= What you need to do =
Reproduce only this part of the listing: the line with "Locate the snow", plus every line after it through the last.

= Input for this task =

■ ■ ■ ■ ■

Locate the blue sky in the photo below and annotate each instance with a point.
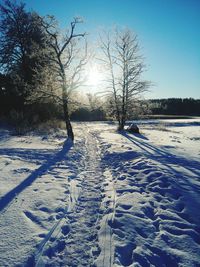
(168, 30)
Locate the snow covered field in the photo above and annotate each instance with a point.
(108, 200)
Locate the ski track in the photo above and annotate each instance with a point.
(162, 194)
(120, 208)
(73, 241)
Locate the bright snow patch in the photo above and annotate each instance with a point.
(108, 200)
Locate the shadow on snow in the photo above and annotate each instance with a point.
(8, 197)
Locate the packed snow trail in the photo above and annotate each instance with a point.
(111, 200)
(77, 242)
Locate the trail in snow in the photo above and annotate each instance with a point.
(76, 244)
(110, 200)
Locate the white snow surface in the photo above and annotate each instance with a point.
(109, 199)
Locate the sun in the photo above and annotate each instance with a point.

■ ■ ■ ■ ■

= Solution to this problem =
Locate the snow covered field in the photo above and annotate each instance with a point.
(108, 200)
Locate the ski track in the photo above and annotate each instance with a point.
(162, 194)
(120, 208)
(73, 241)
Locate the bright snow patch in the photo above and annotate each instance with a point.
(108, 200)
Locate the shadow on snow in the photo above and annotate each instance with a point.
(8, 197)
Locate the packed snow trail in the photo above and annotate each instance with a point.
(111, 200)
(77, 242)
Locate the trail in snow in the photo above and annotate each instance with a point.
(76, 244)
(110, 200)
Locate the white snow surface in the photo above and annotate each instance with a point.
(109, 199)
Locate the sun in the photo above and annotate each instance with a point.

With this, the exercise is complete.